## [Exercise brief]
Tally every line below where "building" appears, then report the total alone.

## [Provided information]
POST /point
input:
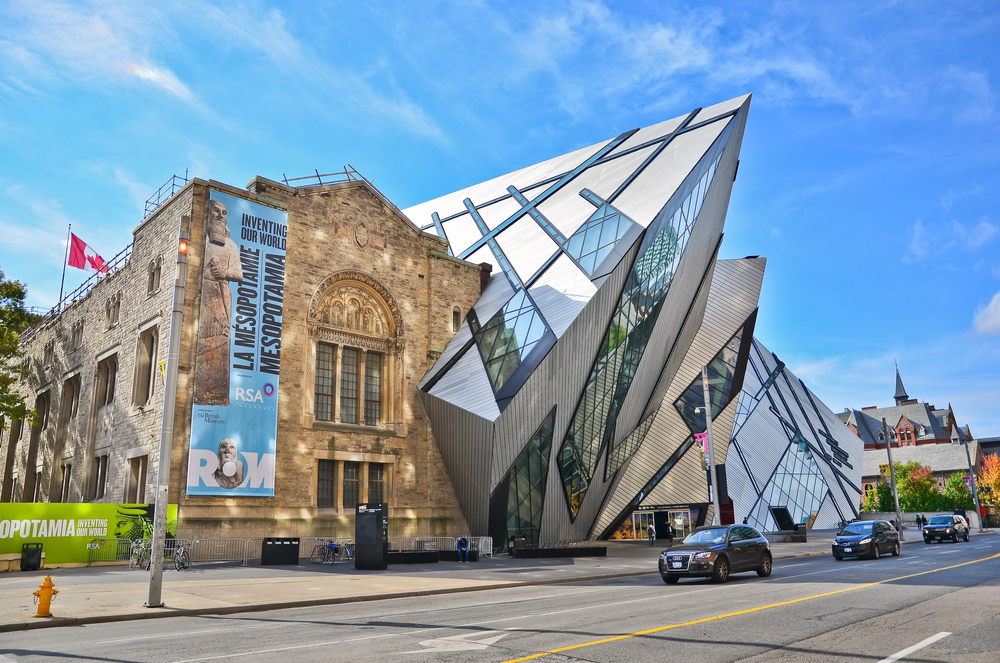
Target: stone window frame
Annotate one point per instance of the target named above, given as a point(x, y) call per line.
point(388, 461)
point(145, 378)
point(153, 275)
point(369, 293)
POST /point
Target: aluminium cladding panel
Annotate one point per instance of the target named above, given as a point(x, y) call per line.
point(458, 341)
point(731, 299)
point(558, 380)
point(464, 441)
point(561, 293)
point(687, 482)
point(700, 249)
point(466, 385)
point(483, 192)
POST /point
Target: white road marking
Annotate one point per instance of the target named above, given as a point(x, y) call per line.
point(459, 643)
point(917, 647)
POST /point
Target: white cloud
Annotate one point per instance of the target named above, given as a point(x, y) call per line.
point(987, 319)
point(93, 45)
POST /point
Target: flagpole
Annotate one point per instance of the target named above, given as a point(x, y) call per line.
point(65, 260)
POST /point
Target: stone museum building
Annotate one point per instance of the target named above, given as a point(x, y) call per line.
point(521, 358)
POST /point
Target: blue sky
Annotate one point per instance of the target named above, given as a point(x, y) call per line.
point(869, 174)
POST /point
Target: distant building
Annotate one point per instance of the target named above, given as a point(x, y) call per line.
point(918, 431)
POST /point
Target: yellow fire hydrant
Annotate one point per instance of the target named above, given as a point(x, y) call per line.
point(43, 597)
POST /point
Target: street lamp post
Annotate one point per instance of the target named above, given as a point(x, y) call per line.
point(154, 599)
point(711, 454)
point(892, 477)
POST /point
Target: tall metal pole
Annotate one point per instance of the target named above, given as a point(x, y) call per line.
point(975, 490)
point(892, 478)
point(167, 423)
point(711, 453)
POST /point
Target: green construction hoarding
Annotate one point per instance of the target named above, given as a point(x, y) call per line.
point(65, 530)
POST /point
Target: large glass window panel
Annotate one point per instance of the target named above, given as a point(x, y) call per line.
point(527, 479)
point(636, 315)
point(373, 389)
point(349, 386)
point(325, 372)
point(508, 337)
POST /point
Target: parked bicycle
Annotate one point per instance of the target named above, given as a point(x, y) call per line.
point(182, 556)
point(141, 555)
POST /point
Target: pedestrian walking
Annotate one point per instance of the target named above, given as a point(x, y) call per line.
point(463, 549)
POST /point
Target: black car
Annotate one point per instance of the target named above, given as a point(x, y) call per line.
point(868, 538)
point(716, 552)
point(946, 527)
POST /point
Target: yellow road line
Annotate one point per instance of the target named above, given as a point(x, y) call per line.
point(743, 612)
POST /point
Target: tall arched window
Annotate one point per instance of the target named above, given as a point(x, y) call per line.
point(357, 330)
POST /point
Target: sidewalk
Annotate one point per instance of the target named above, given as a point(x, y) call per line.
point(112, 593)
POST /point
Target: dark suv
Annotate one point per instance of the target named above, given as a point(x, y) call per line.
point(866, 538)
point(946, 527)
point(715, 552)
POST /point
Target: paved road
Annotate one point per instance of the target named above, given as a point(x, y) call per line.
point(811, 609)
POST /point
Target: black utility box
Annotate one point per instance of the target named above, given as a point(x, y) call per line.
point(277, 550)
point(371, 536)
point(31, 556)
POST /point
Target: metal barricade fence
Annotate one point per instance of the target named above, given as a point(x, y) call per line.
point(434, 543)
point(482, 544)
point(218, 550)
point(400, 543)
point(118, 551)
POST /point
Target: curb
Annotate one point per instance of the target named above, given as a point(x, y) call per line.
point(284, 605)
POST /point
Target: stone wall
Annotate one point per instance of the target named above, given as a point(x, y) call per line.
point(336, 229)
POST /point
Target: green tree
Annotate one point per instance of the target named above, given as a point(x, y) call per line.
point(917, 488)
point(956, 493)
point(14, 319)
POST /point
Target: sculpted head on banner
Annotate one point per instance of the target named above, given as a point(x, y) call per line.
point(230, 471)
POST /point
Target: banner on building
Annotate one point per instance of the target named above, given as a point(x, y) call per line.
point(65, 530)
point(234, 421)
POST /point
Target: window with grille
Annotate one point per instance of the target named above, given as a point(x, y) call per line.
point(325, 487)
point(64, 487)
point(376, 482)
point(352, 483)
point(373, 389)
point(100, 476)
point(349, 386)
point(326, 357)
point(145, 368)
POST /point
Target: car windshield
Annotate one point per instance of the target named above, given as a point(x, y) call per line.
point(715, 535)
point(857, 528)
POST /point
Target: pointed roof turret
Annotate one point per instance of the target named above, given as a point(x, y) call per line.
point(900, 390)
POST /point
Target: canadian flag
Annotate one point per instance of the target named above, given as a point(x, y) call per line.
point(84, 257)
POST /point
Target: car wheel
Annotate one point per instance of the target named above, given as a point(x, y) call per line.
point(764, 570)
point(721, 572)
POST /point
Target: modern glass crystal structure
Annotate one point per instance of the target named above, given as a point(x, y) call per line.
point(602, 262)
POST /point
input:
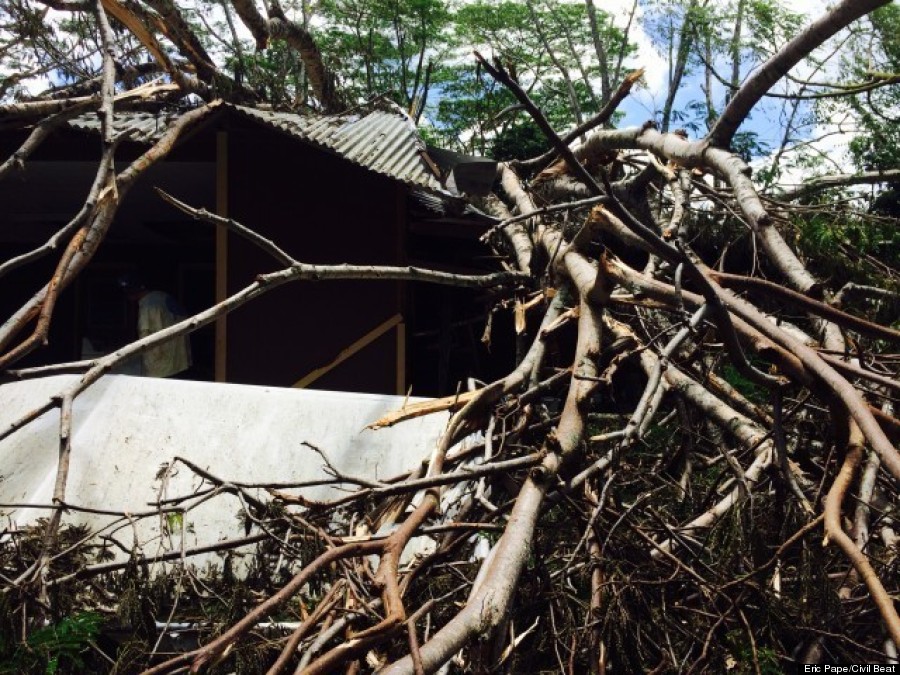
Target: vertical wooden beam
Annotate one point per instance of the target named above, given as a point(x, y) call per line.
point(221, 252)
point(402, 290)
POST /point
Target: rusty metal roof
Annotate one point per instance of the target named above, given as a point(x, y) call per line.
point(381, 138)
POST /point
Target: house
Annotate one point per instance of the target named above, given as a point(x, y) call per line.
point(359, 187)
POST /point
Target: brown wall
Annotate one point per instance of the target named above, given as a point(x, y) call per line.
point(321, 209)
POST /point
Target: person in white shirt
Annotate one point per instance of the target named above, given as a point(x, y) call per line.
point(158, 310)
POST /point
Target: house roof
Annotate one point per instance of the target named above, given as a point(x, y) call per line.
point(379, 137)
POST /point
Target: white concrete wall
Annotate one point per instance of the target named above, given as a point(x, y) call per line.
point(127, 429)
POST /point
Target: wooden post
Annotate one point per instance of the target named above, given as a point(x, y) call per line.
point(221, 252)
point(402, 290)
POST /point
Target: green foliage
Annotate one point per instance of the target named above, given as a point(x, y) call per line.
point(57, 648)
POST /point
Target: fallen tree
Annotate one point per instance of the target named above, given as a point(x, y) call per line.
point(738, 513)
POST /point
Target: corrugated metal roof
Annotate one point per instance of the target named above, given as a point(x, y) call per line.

...

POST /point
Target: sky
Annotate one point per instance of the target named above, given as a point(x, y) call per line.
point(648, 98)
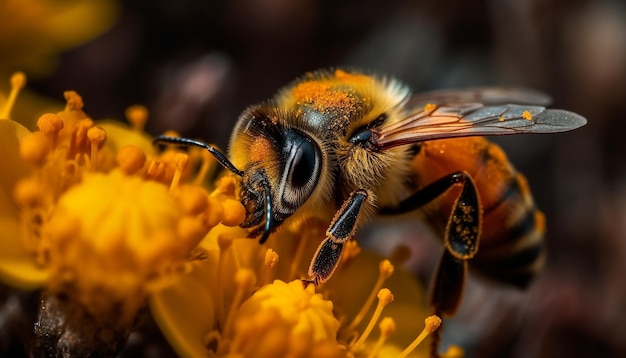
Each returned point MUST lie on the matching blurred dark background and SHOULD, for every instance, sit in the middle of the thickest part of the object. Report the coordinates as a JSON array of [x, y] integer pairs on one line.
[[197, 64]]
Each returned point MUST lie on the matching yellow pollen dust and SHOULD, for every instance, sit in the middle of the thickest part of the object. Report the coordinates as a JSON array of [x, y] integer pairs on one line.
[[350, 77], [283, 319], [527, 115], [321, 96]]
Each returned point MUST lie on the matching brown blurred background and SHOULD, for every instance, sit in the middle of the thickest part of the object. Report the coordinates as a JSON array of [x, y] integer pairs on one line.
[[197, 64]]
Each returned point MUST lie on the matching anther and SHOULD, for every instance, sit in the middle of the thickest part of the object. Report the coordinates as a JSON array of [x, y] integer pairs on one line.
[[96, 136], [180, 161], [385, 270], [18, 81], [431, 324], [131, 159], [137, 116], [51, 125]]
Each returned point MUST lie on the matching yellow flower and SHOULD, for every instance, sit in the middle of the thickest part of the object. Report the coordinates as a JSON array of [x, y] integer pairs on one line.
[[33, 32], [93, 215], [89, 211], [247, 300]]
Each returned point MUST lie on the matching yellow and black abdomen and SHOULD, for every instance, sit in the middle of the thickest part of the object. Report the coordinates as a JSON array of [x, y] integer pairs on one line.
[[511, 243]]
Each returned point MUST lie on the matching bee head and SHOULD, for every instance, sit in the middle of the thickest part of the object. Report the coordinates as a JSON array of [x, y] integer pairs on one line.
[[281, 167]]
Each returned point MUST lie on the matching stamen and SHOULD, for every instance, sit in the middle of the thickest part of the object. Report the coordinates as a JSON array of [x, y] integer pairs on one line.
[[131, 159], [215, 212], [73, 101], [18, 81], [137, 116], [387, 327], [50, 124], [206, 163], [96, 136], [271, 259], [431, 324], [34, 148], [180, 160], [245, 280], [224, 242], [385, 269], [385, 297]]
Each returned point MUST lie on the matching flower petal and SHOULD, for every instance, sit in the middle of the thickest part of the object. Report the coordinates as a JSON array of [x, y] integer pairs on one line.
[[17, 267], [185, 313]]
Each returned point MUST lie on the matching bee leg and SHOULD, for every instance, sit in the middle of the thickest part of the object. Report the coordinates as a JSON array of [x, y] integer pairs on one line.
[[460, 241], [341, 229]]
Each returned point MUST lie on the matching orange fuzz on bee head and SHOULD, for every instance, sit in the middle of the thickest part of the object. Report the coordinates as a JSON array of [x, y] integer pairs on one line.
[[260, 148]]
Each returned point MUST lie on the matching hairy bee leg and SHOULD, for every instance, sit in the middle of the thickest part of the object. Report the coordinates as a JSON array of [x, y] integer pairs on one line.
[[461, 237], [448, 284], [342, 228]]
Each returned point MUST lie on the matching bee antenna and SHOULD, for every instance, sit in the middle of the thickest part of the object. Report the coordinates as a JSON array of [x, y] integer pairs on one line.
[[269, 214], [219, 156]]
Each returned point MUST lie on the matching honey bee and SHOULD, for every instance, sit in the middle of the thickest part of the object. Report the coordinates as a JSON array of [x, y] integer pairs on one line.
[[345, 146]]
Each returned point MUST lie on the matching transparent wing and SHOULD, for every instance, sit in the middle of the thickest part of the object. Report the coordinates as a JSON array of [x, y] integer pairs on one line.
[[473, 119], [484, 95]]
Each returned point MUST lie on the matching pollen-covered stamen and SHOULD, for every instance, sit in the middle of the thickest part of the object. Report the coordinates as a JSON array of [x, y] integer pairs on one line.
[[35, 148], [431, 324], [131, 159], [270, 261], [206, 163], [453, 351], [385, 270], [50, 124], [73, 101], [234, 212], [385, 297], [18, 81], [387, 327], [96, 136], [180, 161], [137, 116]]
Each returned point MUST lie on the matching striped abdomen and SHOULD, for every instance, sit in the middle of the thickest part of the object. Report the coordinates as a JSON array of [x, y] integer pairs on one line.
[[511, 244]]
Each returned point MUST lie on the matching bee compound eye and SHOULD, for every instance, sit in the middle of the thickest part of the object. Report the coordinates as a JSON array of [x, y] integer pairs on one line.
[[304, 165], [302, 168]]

## [Answer box]
3